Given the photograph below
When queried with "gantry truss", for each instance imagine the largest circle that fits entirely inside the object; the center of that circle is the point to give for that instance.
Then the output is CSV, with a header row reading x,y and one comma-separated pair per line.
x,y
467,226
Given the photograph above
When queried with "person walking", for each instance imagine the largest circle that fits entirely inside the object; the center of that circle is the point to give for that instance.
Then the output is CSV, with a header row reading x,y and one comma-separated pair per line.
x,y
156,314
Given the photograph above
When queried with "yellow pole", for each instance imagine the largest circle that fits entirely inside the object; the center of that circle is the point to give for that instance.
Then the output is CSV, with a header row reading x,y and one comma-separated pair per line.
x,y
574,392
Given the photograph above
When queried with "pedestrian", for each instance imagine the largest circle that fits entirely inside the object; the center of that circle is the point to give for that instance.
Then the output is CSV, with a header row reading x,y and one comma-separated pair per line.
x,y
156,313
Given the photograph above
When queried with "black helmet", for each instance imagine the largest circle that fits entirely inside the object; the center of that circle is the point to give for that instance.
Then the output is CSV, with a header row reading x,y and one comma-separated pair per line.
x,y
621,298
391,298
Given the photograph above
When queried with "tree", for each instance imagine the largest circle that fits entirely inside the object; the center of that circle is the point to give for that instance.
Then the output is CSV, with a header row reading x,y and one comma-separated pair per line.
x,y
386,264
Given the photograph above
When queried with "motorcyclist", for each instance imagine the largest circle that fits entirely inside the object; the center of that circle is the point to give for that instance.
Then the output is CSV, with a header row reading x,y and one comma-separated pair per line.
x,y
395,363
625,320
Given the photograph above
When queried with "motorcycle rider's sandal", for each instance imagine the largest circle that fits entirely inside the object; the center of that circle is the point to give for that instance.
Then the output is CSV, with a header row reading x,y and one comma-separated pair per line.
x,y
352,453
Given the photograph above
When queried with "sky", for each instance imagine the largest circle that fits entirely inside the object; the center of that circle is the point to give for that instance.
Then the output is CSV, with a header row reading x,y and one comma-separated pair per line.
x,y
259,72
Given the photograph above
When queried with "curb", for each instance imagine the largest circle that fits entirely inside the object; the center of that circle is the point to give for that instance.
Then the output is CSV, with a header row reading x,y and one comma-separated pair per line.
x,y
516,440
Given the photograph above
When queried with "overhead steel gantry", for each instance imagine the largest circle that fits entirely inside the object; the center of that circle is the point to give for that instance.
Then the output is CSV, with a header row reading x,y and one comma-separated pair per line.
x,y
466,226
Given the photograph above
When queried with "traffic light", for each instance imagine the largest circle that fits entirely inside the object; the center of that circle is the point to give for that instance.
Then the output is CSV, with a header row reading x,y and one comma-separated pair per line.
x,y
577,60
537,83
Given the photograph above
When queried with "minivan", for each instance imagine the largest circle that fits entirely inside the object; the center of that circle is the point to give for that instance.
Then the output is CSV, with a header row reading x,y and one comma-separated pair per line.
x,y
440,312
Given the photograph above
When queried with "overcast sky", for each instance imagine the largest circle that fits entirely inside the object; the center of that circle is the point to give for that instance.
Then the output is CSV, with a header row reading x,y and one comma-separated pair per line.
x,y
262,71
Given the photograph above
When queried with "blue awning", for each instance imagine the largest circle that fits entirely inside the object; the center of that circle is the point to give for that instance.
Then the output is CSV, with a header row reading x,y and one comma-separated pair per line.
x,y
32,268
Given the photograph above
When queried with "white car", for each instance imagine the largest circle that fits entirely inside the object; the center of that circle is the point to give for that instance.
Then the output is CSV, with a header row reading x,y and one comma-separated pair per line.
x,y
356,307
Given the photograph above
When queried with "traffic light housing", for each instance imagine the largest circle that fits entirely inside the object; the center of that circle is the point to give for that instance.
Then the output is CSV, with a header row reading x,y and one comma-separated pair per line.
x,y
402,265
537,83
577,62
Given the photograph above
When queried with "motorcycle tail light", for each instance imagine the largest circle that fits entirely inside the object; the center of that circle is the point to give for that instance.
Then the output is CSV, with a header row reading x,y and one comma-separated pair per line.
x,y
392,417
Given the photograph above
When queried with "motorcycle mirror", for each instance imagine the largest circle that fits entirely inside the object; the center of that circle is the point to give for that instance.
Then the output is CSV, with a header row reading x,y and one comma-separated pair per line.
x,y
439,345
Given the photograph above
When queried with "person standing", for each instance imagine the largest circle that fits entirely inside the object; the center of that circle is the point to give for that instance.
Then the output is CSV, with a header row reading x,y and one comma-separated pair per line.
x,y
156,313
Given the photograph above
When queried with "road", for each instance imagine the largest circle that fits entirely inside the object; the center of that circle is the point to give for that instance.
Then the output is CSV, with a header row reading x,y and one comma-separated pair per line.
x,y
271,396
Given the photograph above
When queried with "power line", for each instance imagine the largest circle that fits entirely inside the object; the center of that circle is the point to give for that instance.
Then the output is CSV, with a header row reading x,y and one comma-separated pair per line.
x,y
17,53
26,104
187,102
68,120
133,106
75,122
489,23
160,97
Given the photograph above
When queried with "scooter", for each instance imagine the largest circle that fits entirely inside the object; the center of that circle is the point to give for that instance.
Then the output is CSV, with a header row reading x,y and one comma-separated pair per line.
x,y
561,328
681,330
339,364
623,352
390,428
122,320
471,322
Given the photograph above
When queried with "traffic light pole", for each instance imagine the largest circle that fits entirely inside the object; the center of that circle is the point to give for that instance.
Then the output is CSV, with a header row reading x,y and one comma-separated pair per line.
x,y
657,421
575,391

== == ==

*What is expected:* Above are some records; extract every one of them exactly.

*Answer to this problem:*
Given the photograph below
When queried with "gantry truss", for each instance imagine the largest circle that fits entirely inside the object; the center of that circle is the point to give for that instance.
Then the output is CSV, with a header row reading x,y and one comma-separated pair per line.
x,y
467,226
Given the photograph above
When queried with "person walking", for each instance imagine the largest circle that fits entirely inside the object; the center of that circle is the point to give for that instance.
Then the output is CSV, with a header row reading x,y and one comma-separated pair per line.
x,y
156,314
Given the photograph above
When queried with "yellow pole", for each instance imagine the largest circle that fits entirely inside the object; the center of that circle is the point to give for that instance.
Then the output is CSV, with a header row reading x,y and one comma-separated pair per line.
x,y
574,392
Given the photograph above
When queried with "pedestrian", for each instance imagine the largest circle that fits entirely inside the object; the center of that circle is the point to give for that instance.
Then the output is CSV, with a header row reading x,y and one comma-separated pair per line.
x,y
156,313
Given the photograph above
When queried with "black helmet", for each instance imagine the largest circle that fits entirely inside the object; the center of that circle is the point to give for that instance.
Then the output is CSV, with a header row reading x,y and one comma-separated pair per line.
x,y
621,298
391,298
Given the photograph above
When queried with "tree", for each instance imagine the largest circle that fits entirely inside the object; the center of that circle is the point to give for that instance.
Then the output is CSV, with a header row reading x,y and one comma-separated pair per line.
x,y
386,264
Given the photograph above
When queried with "motorcyclist", for each instance imagine the largest circle that fits entirely inside the object; the center of that circle is the point to give for that instance.
Then the output is CSV, with a header row reading x,y and one comma-separated pair per line.
x,y
395,363
625,320
Given the photograph above
When queried with "motorcycle rider's sandal", for each instance imagine the largest circle that fits entirely inside the object; the center of that circle is the point to give for that instance.
Then the output is CSV, with a header row reading x,y and one comma-separated pair per line.
x,y
352,453
Given the photograph above
When queried with "sky", for each instance imagine the largest circle that fits entirely inside the object; the center of that circle is the point to give for that instance.
Then the output is CSV, with a header row reading x,y and one comma-separated pair per line.
x,y
259,72
Given the photograph above
When queried with "curb", for each instance imagine the largest circle that fits entirely inside the object; the center of that circle is the point to give for that instance.
Then the output is CSV, with a header row reading x,y and one comma-separated pair per line.
x,y
516,440
Given the photograph above
When queried with "overhead steel gantry", for each instance imagine the largest circle that fits entirely inside the object; the center of that circle is the point to give for that instance.
Then the output is CSV, with a header row reading x,y and one comma-separated pair per line.
x,y
466,226
Given the photograph above
When queried with "traffic light", for each instance imagine the largest circle that fits entirely inside the object; the center of that circle is the point to give for that instance.
Then the output is CSV, with a header row reading x,y and one comma-separated pair per line.
x,y
577,60
537,83
Given the photograph above
When queried with "minivan", for each instance imagine the largest circle that fits entirely inside the object; the center of that circle is the point to give for that instance.
Then the output is CSV, with a header row reading x,y and one comma-separated pair per line.
x,y
440,312
Given the photograph above
When queried with "overcast sky", for each instance imagine the largest circle that fits entirely inside the object; the center of that circle is the point to give for that instance.
Then the output is CSV, with a header row reading x,y and one comma-separated pair per line.
x,y
262,71
Given the photograph above
When queried with "blue awning", for each instance imagine the largest circle that fits entirely inside the object; the center of that circle is the point to give for that instance.
Then the output is CSV, with a header row reading x,y and one comma-separated pair per line.
x,y
32,268
Given the photograph above
When queried with "white car", for each instance imagine the largest circle that fits entirely inside the object; the center of that circle is the point to give for that instance.
Then the output is CSV, with a header row reading x,y and one comma-separated pair per line.
x,y
356,307
Given the photograph above
When queried with "traffic light housing", for each instance imagine the largest circle that fits entirely inside the object; the center of that circle is the point to give for that instance.
Then the output is CSV, with a header row reading x,y and one comma-separated pair per line.
x,y
402,265
537,83
577,62
Given the photograph above
When queried with "motorcycle tail light", for each instance imagine the largest circle that fits entirely inside the object; the center of that circle is the point to give for that instance.
Then the output is CSV, with a header row reading x,y and one comma-separated pair per line.
x,y
392,417
Given the photograph above
When queried with "motorcycle mirror", for each instance imagine the largest circle that fits entirely inside the object; the center of that circle is the point to give for that instance.
Then the output is CSV, with a header row reading x,y and one comma-separated pair per line.
x,y
439,345
Given the photograph above
When queried with "person standing", for each instance imagine the largest circle that fits entirely inside the object; the center of that circle is the point to give for that instance.
Then the output is CSV, with a header row reading x,y and one comma-separated pair per line.
x,y
156,313
Given the photograph above
When queried with "road", for each instance imagine the largest circle that fits entirely inside the object; the center of that circle is the point to give for that instance.
Then the output is CSV, with a header row reading x,y and one comma-separated pair per line.
x,y
271,396
Given the photograph above
When queried with "power line", for each instance imagine the largest circle that fits entirely inside the object; the center of that circle is the point to give for that instance.
Then the output is CSV, with a header row reading x,y and one comma-separated pair per line.
x,y
17,53
26,104
187,102
68,120
133,106
75,122
489,23
160,97
Given the photograph above
When queried with "scooter", for each instance imagine the largest circle that fits entirely inside the object; the center of that circle is the point to give for that instance.
Then the output is CSV, with a header row reading x,y and one comma-separated pair per line.
x,y
561,328
681,330
339,364
623,352
390,428
122,320
471,322
Given the photograph above
When queried with "traffic light pole", for each instance imagine the largest circle that fits entirely inside the object; the center of that circle is the point to give for that instance.
Then the output is CSV, with a header row reading x,y and one comma-separated pair per line.
x,y
657,421
575,391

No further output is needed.